WORK REQUEST: Pick out all lines of the entries that include the word "bell" and copy them.

Start of MATERIALS PROVIDED

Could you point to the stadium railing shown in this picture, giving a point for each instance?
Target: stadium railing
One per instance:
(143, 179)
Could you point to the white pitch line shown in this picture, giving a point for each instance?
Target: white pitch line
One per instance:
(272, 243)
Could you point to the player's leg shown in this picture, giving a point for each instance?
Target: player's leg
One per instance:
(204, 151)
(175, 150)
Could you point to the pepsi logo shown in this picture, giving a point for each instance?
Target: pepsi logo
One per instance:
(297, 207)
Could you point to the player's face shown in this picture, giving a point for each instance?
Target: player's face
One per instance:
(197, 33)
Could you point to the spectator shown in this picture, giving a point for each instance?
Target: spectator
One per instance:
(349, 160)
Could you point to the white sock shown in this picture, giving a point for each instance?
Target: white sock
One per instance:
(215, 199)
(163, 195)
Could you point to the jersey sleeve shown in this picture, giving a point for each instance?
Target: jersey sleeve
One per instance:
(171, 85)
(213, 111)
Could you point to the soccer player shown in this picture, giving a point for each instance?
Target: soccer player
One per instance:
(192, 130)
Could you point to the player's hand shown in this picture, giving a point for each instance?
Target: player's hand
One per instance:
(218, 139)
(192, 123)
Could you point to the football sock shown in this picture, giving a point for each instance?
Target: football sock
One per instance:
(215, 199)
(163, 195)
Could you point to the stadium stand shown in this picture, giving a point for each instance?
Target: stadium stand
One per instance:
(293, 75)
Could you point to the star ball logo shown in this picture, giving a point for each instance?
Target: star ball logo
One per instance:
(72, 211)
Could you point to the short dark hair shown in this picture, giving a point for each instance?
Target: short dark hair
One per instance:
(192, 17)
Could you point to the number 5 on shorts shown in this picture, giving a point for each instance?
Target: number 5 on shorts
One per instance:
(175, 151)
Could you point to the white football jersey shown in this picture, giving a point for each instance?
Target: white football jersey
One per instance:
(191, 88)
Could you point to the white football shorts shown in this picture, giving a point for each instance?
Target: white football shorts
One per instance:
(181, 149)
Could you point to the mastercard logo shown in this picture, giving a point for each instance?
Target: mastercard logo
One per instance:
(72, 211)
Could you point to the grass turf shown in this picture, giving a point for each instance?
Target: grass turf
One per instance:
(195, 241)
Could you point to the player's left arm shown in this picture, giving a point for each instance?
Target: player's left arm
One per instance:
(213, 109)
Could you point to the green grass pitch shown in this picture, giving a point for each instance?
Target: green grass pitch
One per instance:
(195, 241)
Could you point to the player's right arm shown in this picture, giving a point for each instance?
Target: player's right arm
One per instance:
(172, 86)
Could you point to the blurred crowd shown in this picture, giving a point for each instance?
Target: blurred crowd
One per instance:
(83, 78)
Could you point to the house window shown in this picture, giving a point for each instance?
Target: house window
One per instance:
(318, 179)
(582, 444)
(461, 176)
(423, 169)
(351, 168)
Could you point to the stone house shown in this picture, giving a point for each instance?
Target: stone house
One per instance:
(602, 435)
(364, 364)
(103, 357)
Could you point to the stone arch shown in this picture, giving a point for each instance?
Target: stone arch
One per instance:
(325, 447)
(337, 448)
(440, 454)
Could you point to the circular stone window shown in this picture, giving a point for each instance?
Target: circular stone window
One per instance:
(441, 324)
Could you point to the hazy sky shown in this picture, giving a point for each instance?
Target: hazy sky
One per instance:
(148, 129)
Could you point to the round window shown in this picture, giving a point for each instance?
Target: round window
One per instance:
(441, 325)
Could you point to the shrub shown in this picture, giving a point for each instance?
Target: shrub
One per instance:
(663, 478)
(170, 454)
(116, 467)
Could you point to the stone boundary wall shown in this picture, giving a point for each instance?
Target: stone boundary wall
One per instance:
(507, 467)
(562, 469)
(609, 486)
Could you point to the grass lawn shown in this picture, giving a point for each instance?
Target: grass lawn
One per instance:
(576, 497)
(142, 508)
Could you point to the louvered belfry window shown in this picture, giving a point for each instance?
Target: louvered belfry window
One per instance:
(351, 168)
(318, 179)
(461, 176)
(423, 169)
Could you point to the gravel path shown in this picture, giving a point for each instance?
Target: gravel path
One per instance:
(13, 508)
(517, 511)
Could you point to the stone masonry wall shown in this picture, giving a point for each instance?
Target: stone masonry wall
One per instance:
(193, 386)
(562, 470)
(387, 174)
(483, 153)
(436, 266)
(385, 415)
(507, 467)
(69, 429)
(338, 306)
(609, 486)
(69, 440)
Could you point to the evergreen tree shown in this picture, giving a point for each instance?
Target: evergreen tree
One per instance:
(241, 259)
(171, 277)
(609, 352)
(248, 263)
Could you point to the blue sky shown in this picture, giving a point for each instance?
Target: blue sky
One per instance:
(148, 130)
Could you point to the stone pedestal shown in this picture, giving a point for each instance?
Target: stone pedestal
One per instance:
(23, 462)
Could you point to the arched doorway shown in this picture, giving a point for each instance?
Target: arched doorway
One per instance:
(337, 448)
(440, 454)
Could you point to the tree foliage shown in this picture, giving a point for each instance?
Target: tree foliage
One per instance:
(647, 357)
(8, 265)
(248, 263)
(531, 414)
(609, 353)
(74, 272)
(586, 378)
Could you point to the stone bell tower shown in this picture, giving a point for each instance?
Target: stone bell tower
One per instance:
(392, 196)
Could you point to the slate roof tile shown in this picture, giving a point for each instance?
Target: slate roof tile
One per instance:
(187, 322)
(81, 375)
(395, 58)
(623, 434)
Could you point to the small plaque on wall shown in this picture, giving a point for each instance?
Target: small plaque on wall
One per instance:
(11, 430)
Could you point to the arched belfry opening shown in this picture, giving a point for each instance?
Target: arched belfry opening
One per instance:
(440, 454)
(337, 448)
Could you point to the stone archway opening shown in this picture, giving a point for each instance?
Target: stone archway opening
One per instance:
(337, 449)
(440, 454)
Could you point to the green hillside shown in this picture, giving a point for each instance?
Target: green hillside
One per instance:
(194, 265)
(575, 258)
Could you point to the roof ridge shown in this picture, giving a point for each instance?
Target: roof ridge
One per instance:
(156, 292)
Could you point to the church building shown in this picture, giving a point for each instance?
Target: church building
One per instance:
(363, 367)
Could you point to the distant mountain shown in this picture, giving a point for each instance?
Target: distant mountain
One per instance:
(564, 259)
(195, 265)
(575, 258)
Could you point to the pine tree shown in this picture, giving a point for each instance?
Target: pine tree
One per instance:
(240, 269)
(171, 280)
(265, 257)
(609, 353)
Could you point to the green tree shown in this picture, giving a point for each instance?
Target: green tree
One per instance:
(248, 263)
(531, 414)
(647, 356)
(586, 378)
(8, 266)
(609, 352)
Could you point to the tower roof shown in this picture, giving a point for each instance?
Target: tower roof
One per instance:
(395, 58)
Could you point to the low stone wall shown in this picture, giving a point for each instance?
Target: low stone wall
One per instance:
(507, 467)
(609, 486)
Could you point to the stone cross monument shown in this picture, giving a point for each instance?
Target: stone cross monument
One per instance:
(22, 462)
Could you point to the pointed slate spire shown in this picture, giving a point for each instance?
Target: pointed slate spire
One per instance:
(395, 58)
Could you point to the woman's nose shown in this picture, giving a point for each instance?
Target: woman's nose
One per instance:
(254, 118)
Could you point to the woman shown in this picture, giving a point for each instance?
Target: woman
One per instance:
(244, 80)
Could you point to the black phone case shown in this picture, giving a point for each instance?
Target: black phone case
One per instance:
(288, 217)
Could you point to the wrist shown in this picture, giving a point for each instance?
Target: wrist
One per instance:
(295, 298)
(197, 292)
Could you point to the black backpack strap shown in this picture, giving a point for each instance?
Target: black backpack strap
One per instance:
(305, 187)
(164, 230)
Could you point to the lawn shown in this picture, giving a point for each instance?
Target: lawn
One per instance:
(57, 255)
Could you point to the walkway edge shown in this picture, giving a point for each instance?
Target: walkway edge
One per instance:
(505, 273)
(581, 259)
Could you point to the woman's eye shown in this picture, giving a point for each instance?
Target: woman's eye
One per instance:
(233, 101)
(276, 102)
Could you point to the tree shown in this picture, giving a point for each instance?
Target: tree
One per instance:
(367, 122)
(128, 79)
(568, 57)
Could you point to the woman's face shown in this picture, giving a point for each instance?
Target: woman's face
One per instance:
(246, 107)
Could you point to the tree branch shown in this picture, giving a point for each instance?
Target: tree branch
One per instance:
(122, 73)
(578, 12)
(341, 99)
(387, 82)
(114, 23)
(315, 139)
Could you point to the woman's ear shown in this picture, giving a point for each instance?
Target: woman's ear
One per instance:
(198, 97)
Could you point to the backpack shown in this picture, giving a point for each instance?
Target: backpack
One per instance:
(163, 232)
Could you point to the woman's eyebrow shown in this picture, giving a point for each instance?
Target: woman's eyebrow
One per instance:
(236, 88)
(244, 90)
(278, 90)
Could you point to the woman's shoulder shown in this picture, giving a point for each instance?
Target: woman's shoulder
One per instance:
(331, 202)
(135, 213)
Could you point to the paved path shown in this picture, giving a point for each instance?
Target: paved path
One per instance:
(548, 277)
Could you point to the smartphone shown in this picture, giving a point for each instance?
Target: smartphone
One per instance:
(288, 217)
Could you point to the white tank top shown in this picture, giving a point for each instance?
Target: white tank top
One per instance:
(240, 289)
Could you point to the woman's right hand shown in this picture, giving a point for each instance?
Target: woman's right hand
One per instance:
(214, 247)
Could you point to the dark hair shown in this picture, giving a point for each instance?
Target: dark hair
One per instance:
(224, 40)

End of MATERIALS PROVIDED

SOLVED EXERCISE:
Could you point to the stone bell tower shown in this picture, giving a point for each instance?
Target: stone bell tower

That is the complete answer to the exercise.